- [Exercise] Starting with the line with "the man's ear." and going on through the line with "[[117, 72]]", give the lines again with "integer pairs" swapped for "whole-number pairs" and nothing else changed. Leave the pictures out.

- [Listed records]

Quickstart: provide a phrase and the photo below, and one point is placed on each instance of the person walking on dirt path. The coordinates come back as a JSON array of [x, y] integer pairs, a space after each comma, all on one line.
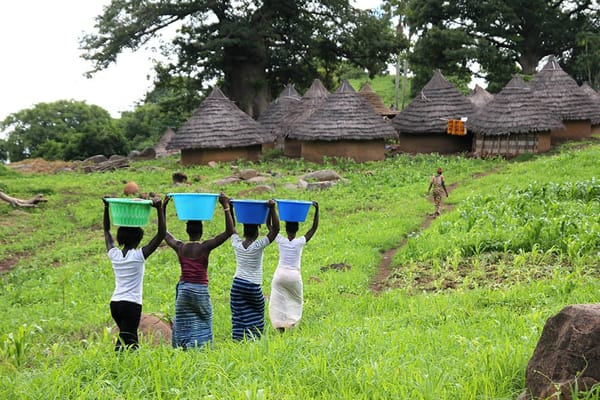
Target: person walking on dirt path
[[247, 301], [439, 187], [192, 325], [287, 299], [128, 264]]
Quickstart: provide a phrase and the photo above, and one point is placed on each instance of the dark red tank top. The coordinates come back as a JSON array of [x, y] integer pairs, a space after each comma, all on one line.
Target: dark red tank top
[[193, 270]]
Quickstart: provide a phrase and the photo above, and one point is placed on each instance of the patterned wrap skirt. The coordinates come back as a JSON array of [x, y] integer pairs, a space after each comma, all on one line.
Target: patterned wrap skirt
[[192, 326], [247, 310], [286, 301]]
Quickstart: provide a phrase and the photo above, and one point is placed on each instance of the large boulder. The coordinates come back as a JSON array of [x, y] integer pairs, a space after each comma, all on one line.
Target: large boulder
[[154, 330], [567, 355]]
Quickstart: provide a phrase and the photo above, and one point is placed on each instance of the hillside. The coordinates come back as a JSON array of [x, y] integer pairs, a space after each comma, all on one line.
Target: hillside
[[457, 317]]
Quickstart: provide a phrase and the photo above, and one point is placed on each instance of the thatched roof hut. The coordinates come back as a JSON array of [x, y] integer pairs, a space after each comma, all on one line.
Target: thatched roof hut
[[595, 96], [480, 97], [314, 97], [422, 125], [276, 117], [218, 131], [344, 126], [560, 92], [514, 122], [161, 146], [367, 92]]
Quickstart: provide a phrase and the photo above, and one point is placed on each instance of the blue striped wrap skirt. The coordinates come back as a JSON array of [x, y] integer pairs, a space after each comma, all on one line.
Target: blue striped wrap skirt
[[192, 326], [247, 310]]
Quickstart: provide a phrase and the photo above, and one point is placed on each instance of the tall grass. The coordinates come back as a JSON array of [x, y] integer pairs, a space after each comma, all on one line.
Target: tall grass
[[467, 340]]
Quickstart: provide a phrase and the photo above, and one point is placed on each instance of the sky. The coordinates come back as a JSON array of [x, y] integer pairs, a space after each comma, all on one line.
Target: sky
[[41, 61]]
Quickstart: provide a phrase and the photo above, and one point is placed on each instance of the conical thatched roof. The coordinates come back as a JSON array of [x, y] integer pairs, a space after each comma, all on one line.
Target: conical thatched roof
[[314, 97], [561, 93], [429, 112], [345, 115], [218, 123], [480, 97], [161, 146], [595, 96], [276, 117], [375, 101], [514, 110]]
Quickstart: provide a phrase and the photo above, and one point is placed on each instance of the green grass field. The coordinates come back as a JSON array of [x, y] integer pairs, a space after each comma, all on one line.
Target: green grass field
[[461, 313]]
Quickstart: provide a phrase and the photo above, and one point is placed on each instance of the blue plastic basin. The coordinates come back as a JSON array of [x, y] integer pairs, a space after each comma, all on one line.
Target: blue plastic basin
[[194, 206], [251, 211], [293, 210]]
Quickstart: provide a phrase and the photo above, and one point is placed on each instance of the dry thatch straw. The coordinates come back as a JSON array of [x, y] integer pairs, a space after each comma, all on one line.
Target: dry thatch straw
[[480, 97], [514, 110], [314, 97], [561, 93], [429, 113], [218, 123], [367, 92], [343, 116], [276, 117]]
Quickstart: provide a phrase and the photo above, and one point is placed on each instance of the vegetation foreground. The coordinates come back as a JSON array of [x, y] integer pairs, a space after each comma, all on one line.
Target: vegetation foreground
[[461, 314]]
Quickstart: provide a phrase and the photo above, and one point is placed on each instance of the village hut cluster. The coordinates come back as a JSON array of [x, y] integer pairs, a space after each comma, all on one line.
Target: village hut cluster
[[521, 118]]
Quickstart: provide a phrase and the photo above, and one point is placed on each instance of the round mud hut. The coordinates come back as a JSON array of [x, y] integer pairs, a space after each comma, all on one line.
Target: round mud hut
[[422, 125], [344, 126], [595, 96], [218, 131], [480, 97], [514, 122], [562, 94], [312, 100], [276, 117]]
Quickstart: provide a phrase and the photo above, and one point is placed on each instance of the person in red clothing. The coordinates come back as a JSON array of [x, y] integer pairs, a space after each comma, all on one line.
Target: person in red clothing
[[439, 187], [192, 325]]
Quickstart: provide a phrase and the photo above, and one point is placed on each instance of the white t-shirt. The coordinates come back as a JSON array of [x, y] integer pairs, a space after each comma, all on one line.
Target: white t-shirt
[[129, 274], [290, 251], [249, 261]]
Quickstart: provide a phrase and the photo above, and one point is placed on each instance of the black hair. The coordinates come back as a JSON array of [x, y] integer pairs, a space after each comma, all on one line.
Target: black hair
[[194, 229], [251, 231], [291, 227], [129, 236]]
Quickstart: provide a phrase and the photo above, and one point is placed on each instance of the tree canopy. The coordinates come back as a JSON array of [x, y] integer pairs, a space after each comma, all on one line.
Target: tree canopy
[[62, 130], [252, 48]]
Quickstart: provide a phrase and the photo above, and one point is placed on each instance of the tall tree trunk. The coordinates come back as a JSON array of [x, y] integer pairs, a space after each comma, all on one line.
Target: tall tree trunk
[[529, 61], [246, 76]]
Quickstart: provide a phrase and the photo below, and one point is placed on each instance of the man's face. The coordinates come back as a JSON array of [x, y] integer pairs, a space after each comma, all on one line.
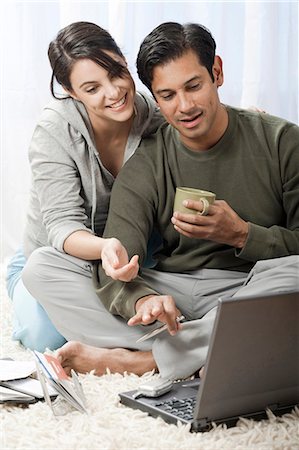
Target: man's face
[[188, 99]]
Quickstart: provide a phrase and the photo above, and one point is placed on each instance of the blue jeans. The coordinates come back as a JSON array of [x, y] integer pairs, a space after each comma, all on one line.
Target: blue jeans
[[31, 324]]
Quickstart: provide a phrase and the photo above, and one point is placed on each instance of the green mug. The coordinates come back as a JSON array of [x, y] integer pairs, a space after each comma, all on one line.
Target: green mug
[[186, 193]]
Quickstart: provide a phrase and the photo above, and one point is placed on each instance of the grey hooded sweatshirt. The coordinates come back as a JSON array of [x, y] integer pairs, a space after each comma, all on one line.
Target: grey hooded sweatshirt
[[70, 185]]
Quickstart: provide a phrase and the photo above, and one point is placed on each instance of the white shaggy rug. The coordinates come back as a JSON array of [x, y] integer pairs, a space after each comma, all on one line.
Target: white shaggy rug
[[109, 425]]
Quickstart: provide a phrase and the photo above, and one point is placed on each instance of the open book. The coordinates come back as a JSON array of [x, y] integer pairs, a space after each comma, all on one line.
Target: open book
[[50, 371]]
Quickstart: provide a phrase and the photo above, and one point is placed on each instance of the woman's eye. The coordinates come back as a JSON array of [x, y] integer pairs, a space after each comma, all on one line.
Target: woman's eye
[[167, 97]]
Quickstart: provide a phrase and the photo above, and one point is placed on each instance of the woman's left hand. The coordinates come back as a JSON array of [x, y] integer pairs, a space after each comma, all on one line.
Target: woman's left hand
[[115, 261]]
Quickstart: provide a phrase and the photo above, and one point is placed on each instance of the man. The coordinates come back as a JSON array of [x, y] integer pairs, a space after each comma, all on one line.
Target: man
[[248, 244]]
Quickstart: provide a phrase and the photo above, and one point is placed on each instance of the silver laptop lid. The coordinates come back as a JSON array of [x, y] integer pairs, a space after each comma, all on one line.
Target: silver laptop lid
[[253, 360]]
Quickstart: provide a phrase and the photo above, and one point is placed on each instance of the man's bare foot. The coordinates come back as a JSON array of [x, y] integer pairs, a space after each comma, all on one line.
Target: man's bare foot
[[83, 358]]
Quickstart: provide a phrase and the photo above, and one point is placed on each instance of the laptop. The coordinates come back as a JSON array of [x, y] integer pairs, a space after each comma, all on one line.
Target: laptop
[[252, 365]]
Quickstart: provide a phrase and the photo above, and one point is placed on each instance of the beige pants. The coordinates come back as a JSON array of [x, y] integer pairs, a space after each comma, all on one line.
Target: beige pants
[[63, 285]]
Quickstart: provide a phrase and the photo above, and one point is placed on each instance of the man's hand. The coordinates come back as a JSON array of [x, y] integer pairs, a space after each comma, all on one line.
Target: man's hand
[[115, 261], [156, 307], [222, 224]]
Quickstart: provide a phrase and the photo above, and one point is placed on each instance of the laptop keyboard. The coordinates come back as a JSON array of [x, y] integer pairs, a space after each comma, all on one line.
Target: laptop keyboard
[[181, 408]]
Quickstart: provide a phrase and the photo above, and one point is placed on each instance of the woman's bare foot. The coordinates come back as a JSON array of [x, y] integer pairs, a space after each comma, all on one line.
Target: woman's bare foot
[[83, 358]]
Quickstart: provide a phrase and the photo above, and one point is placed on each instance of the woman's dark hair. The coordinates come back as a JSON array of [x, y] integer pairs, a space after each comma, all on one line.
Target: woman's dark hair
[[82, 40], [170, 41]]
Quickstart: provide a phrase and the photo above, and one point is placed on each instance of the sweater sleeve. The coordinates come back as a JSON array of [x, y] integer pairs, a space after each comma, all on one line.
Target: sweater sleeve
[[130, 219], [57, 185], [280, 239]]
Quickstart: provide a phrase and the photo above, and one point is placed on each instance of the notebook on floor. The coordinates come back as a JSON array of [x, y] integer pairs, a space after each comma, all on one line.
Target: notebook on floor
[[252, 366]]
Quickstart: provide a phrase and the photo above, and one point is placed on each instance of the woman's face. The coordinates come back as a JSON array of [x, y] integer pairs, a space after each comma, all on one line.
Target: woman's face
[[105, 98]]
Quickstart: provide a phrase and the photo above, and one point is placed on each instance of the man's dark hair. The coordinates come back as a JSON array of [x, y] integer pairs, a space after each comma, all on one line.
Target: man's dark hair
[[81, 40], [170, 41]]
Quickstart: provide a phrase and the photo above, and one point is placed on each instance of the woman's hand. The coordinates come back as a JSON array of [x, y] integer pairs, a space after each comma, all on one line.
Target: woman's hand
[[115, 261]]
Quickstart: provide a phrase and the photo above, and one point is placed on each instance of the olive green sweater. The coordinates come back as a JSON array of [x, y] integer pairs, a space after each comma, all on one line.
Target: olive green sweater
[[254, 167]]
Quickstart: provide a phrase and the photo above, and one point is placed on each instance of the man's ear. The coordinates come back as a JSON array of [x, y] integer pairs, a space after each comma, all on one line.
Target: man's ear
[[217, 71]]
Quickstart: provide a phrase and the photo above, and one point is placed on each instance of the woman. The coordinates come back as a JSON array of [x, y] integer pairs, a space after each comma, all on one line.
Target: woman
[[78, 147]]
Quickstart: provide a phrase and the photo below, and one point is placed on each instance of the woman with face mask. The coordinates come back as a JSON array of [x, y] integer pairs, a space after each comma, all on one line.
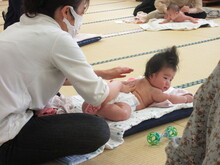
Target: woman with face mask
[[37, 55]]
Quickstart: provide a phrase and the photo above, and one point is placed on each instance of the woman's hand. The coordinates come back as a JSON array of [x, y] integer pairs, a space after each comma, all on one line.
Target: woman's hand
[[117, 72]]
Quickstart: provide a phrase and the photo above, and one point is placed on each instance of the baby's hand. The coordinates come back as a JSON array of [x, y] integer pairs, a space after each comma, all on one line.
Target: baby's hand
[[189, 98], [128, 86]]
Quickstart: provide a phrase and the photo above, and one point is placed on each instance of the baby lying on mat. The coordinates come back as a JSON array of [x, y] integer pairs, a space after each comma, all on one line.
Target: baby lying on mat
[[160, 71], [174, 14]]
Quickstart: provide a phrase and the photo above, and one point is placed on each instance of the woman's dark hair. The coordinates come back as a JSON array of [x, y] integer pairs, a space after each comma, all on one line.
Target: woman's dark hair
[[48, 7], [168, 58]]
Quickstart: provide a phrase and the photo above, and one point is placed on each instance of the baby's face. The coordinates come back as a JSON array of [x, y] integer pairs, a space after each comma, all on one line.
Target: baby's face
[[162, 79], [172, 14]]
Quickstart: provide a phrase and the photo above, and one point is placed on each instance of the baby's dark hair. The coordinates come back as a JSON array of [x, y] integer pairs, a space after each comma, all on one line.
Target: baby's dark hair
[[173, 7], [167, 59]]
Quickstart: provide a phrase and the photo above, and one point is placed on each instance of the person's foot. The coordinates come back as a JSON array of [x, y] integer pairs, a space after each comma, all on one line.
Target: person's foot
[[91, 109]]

- [Answer to the exercise]
Quickstart: provide a phrase and the photo above, and one point is placed on each instance of the man's ear. The coordinates come back as a JSON array of [x, y] whole-number pairs, a space after each comma, all on one line.
Target: man's ear
[[217, 71]]
Quickstart: provide a phrase and the photo above, and one point is placed on each instance of the woman. The coordinates come back as a JSON array of [x, y] whole-number pairs, a space after each comma, all on one line.
Target: woman
[[78, 147]]
Quickstart: provide a phrase and the photo below, and one point is placed on each instance of the woman with face mask. The coordinates come back as a JSON array of [x, y] whole-number pairs, a space after each comma, all on one line.
Target: woman with face mask
[[37, 55]]
Quickstart: provide a phrase and the photo above, and one point is placed on each instance of the woman's hand. The coordinates come back as a JSON array of [x, y] whole-number pairs, a space after each comma, all on one line.
Target: woman's hand
[[117, 72]]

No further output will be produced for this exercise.